Please recast the lines from the first one through the line with "[[[0,1],[0,42],[43,42],[89,66],[256,58],[255,0]]]", both included, as a JSON list of strings with one string per line. Omit blank lines and the picture.

Record extracts:
# # # # # # #
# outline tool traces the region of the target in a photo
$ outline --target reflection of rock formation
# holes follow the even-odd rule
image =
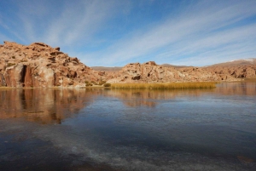
[[[0,118],[25,117],[41,123],[61,123],[92,100],[86,89],[0,90]]]
[[[222,83],[216,88],[215,92],[224,95],[256,95],[256,83],[238,82]]]

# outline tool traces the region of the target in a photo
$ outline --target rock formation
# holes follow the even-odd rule
[[[128,64],[108,83],[236,81],[256,76],[256,66],[165,67],[154,61]]]
[[[245,62],[246,61],[246,62]],[[256,60],[207,67],[131,63],[121,70],[93,70],[44,43],[0,44],[0,87],[85,87],[85,83],[172,83],[236,81],[256,77]],[[236,65],[234,65],[236,63]],[[239,65],[238,65],[239,64]]]
[[[4,42],[0,45],[0,86],[84,87],[85,81],[105,79],[77,58],[43,43],[29,46]]]

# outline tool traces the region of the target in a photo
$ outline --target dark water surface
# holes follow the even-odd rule
[[[0,170],[255,170],[256,83],[0,89]]]

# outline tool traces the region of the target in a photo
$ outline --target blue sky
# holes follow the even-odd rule
[[[0,1],[0,42],[43,42],[89,66],[256,58],[255,0]]]

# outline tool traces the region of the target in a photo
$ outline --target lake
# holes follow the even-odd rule
[[[0,170],[255,170],[256,83],[0,89]]]

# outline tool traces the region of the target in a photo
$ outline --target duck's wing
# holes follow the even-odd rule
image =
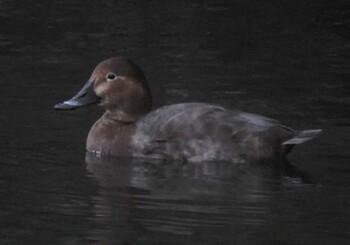
[[[199,154],[209,148],[231,152],[232,144],[239,148],[245,139],[277,125],[276,120],[217,105],[184,103],[164,106],[139,120],[133,142],[143,154]]]

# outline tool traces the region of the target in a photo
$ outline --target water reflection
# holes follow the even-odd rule
[[[285,181],[271,167],[227,162],[164,164],[87,153],[86,163],[101,186],[93,211],[99,229],[93,234],[108,244],[149,239],[149,232],[168,242],[164,234],[243,239],[267,224]]]

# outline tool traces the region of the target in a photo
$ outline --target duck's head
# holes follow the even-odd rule
[[[126,58],[102,61],[75,96],[54,108],[70,110],[95,103],[129,120],[136,120],[150,111],[151,94],[142,70]]]

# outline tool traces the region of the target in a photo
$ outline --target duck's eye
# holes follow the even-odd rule
[[[117,75],[115,75],[114,73],[108,73],[106,78],[107,78],[107,81],[110,82],[110,81],[115,80],[117,78]]]

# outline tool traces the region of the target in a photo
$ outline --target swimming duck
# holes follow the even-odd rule
[[[54,108],[70,110],[94,103],[106,112],[92,126],[86,150],[102,156],[192,162],[279,159],[321,132],[293,130],[274,119],[207,103],[151,111],[144,73],[121,57],[98,64],[83,88]]]

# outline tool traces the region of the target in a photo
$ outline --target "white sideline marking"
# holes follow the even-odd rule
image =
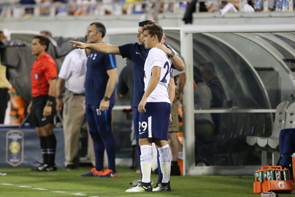
[[[19,185],[18,187],[32,187],[32,186],[27,186],[26,185]]]
[[[43,188],[31,188],[32,190],[48,190],[47,189],[43,189]]]
[[[14,185],[14,184],[13,184],[12,183],[0,183],[0,185]],[[15,186],[17,186],[19,187],[25,187],[25,188],[30,188],[32,187],[30,186],[27,186],[26,185],[18,185]],[[30,188],[32,190],[42,190],[43,191],[48,191],[48,190],[47,189],[44,189],[44,188]],[[68,192],[64,191],[50,191],[51,192],[54,192],[57,193],[67,193]],[[77,192],[76,193],[70,193],[71,194],[73,194],[73,195],[74,195],[76,196],[86,196],[86,194],[82,194],[82,193],[80,192]],[[0,197],[2,197],[0,196]],[[89,197],[99,197],[98,196],[89,196]]]
[[[82,194],[82,193],[72,193],[71,194],[73,194],[73,195],[75,195],[76,196],[85,196],[86,195],[86,194]]]
[[[51,191],[51,192],[55,192],[56,193],[66,193],[67,192],[63,191]]]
# # # # # # #
Response for this exercise:
[
  "# outline tool traces the region of the target in a photo",
  "$ outline --target reflection of rock formation",
  "# holes follow the even-odd rule",
  "image =",
  "[[[0,118],[25,117],[41,123],[61,123],[92,100],[86,89],[0,90]]]",
  "[[[222,83],[216,88],[215,92],[224,95],[256,95],[256,83],[238,82]]]",
  "# outline tool traces the region of the target in a photo",
  "$ outline --target rock formation",
  "# holes follow the even-odd rule",
  "[[[128,64],[108,83],[236,81],[256,76],[256,66],[165,67],[154,61]]]",
  "[[[245,62],[246,61],[246,62]],[[256,60],[207,67],[131,63],[121,70],[93,70],[44,43],[0,44],[0,87],[85,87],[85,83],[172,83],[236,81],[256,77]],[[236,65],[234,65],[236,63]],[[239,65],[238,65],[239,64]]]",
  "[[[4,42],[0,45],[0,86],[84,87],[85,81],[105,79],[77,58],[43,43],[29,46]]]",
  "# outline tool traces the region of the target in a photo",
  "$ outline --target dark water surface",
  "# holes follow the even-odd rule",
  "[[[0,170],[255,170],[256,83],[0,89]]]",
  "# outline tool traces the region of the target in a photo",
  "$ outline --target blue sky",
  "# holes follow the even-odd rule",
  "[[[0,1],[0,42],[43,42],[89,66],[256,58],[255,0]]]"
]